• DIRECTIONS
**A)** List the three variable names that the passage on PLC variable naming says the fail-safe Trip signal would need if its value confirmed the variable.
**B)** Reproduce everything in the passage on PLC variable naming from "I was asked" down to "use it everywhere.".

By above code I am referring to the motor supplied by Substation 08, MCC1234, cubicle AF01 and I intend CommonFailure to be activated when motor trips or when in alarm while running. I don’t want to set any flags when the motor is not running. In other words, SCADA operators doesn’t care about alarm when motor is stopped.

Let’s see how the code looks on the PLC. PLC IDEs allow online code animation.

If You are familiar with basics of ECS, You will see that something’s wrong. When motor is tripped, the contactor should be opened but our code shows it is close. The problem here is that the Trip signal is so called "fails safe signal". Which means it is on in normal conditions, and it is off when something happens. If we follow mentioned strategy that value confirms the variable, name of this variable should be “NoTrip” or “Normal” or “Enabled”. It is not the best choice for variable name in this case. You need to know that almost every system has its own local HMI. Yes, You can display on HMI that trip condition is met and motor can be started but when something happens, alarm needs to be raise. There is a special alarm view to keep all alarms (trips) along with date and time. It doesn’t make sense to display in alarm list that motor is “NoTripped” or it is “Normal”. What You need to display is “Alarm” or “Trip”. What to do in this case? Invert the signal.

Now, whatever You are looking at above code animated or not, it is clear what’s its purpose.

Whenever inversion is required, consider inverting signal at the source. Let me give another example. Let’s say that I need to update data based on communication status. If communication is healthy, I save received data. If not, I hold previous data unchanged. What variable name do I choose for communication status and why?

I was asked once, why do I always use “NOT CommFail” in my “IF” conditions. It would be easier to read the code if my variable name is “CommOK” instead. There are two reasons I don’t recommend “CommOK”. Communication failure is definitely something that I want to display on HMI in my alarm list and as mentioned above, I don’t want to put CommOK in there. Second reason is that I want to be consistent with variable names that I use across whole system. I could use “CommOK” on the PLC and “CommFail” on HMI with inversion on HMI. But in this case, I have two different names one on PLC another on HMI. I prefer to stick to one variable and use it everywhere.

Now let jump to another example. Let’s say You see such variable in Your variable list.

Location labeling records

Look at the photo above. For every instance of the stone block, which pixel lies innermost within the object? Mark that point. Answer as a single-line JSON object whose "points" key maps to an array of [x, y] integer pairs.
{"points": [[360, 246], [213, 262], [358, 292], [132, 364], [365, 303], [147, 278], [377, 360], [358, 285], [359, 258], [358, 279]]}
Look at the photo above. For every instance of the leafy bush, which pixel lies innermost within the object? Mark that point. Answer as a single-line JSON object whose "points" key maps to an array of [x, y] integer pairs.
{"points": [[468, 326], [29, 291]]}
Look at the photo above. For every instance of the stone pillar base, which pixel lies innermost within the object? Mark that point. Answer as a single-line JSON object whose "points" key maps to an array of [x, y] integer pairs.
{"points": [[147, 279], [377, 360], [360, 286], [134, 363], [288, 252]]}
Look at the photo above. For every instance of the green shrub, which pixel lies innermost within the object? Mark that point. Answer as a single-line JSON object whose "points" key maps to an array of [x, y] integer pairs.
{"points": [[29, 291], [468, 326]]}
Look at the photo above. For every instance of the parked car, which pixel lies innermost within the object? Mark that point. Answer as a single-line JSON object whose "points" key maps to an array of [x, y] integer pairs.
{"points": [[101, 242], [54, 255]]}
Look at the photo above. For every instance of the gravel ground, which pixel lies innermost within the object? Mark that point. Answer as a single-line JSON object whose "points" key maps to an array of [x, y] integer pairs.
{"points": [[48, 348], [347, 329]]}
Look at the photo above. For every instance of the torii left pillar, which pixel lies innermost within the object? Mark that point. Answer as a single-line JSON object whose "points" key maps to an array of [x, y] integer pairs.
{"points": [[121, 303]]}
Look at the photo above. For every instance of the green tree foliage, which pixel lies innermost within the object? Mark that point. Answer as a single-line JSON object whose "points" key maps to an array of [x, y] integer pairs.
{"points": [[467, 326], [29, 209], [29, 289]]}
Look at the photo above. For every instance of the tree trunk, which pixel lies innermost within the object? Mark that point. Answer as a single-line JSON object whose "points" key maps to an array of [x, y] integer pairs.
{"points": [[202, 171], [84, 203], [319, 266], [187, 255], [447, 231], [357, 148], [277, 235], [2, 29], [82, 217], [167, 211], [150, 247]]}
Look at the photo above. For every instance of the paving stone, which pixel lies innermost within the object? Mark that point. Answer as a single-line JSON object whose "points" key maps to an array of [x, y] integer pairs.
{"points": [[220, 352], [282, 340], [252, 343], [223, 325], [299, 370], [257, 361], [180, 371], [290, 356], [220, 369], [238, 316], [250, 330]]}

• EXERCISE RESULTS
**A)**
NoTrip
Normal
Enabled

**B)**
I was asked once, why do I always use “NOT CommFail” in my “IF” conditions. It would be easier to read the code if my variable name is “CommOK” instead. There are two reasons I don’t recommend “CommOK”. Communication failure is definitely something that I want to display on HMI in my alarm list and as mentioned above, I don’t want to put CommOK in there. Second reason is that I want to be consistent with variable names that I use across whole system. I could use “CommOK” on the PLC and “CommFail” on HMI with inversion on HMI. But in this case, I have two different names one on PLC another on HMI. I prefer to stick to one variable and use it everywhere.